TASK REQUIREMENTS
From the first line of the listing to the last, set down everything exactly, but skip the images.

= = = =

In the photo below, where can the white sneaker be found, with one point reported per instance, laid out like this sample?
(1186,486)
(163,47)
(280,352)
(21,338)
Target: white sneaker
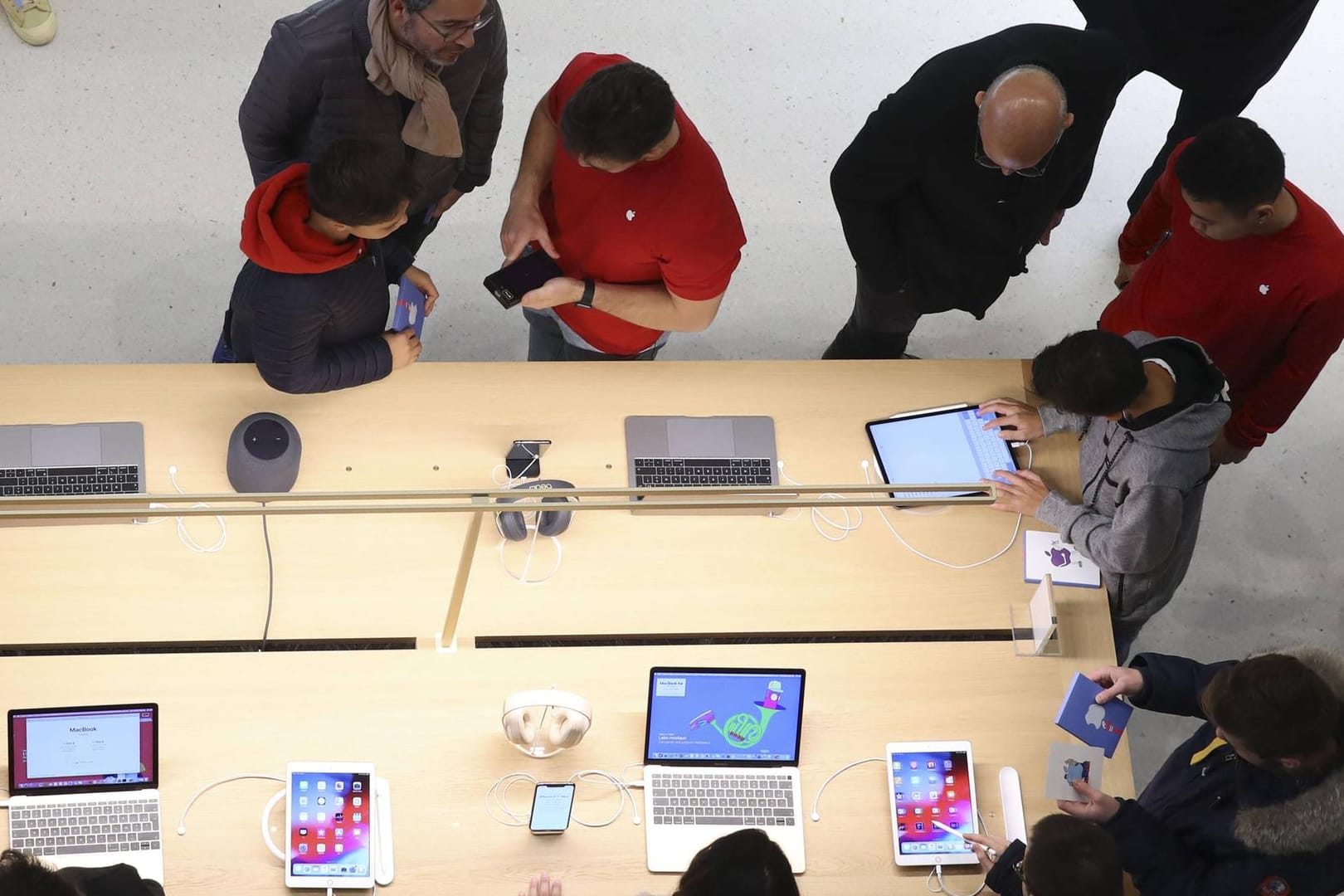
(32,21)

= = = =

RESULT
In the photo below, where can the white sneaker be found, with one point reported per instance, laid out like this sample?
(1186,486)
(163,47)
(280,352)
(21,338)
Target: white sneaker
(32,21)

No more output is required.